Entries excerpted from a collection
## START

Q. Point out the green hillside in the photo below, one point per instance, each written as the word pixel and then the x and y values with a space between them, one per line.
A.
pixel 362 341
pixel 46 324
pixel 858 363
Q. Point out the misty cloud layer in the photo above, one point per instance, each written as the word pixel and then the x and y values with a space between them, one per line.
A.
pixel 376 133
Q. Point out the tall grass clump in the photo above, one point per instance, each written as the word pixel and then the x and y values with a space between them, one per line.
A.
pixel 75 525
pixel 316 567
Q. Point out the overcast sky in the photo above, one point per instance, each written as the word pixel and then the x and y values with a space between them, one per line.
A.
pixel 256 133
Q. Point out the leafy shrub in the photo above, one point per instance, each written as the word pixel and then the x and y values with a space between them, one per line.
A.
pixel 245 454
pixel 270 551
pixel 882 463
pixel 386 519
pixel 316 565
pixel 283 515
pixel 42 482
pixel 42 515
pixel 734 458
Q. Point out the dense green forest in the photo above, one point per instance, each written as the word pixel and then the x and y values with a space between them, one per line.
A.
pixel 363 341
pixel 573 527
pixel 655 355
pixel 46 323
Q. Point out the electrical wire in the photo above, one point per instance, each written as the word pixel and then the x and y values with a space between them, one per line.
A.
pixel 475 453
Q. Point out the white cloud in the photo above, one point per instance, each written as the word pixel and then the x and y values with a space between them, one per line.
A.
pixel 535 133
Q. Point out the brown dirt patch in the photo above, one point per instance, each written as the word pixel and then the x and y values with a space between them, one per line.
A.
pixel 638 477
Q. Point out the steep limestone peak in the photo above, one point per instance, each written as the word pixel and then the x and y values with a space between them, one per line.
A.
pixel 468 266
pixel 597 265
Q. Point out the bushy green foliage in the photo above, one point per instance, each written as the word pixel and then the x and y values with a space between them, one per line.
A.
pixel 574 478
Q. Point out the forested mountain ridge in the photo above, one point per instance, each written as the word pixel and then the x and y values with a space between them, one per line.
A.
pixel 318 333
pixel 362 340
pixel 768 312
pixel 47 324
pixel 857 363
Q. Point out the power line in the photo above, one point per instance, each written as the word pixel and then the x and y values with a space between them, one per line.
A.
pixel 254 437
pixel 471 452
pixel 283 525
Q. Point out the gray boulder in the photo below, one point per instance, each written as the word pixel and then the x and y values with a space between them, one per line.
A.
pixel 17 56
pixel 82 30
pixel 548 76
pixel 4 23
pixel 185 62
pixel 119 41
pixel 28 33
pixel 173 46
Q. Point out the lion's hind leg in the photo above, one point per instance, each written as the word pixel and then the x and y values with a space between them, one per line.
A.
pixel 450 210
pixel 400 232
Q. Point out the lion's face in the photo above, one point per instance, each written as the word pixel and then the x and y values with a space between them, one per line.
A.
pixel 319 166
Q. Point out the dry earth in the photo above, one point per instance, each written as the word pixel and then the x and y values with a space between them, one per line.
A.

## END

> **What you should do**
Copy every entry above word for word, from the first one to the last.

> **Result for this task**
Q. Point out the green hillside in the photo below, one point per instance, each written as the word pixel and then the x and y values with a space between them, one per line.
A.
pixel 362 341
pixel 46 324
pixel 858 363
Q. Point out the misty cloud layer in the photo above, one point per instance, each written as the word pixel and then the x and y values with a space between them, one per line.
A.
pixel 376 133
Q. Point out the tall grass clump in the photo above, one point per instance, each written as the word pixel and then the x and y values with a space between them, one per line.
A.
pixel 75 525
pixel 316 567
Q. Point out the overcast sky in the photo above, one point per instance, each written as the word pixel and then the x and y values with a space between them, one per line.
A.
pixel 256 133
Q. Point out the leafy shrub in the photo above, one point per instance, each written as the word pixel and then the x and y values with a space between them, one per line.
A.
pixel 245 454
pixel 270 551
pixel 882 463
pixel 386 519
pixel 316 565
pixel 283 515
pixel 42 482
pixel 42 515
pixel 734 458
Q. Point out the dense green forest in the photo above, one point per instance, each written as the word pixel and then the x and y values with a space between them, one per line.
A.
pixel 363 341
pixel 573 527
pixel 655 355
pixel 46 323
Q. Point out the electrical wire in the photo above, one point per instance, each written as the word pixel and then the x and y values with a space between them, one per line.
A.
pixel 475 453
Q. Point out the white cloud in the photo above, one point per instance, each written as the word pixel and then the x and y values with a space between them, one per line.
A.
pixel 535 133
Q. Point out the brown dirt patch in the photo above, one point per instance, each written as the word pixel and then the x and y values with a space between them, one per line.
A.
pixel 638 477
Q. Point out the steep limestone peak in the photo above, one point per instance, each written as the word pixel and then the x and y values with a space between them, one per line.
A.
pixel 468 266
pixel 597 265
Q. Point out the bushy green foliage in the photo above, one point per instance, each written as the word pixel and then the x and y values with a space between them, one per line.
A.
pixel 574 478
Q. Point out the forested mountain ridge in the photo above, one point per instance, each written as the word pixel and then the x and y values with a space between them, one per line.
A.
pixel 318 333
pixel 362 340
pixel 768 312
pixel 47 324
pixel 857 363
Q. Point out the power line in the photo above, one point per instance, each written as the word pixel and then the x and y values with a space between them, one per line.
A.
pixel 254 437
pixel 471 452
pixel 283 525
Q. Point out the gray boulder in the photo below, one point per instance, each written as the word pixel and then the x and y values with a space between them, one per line.
A.
pixel 17 56
pixel 82 30
pixel 548 76
pixel 4 23
pixel 185 62
pixel 119 41
pixel 28 33
pixel 173 46
Q. Point out the lion's hind leg in the photo above, one point per instance, each written as the word pixel and then the x and y values with a space between them, one per line.
A.
pixel 450 210
pixel 400 232
Q. Point out the lion's face in the photo above, one point per instance, each written as the word pixel and then the x and y values with a space between them, one per line.
A.
pixel 319 166
Q. Point out the dry earth in the photo above, one point per instance, each written as the word pixel and then the x and y values with a space between them, one per line.
A.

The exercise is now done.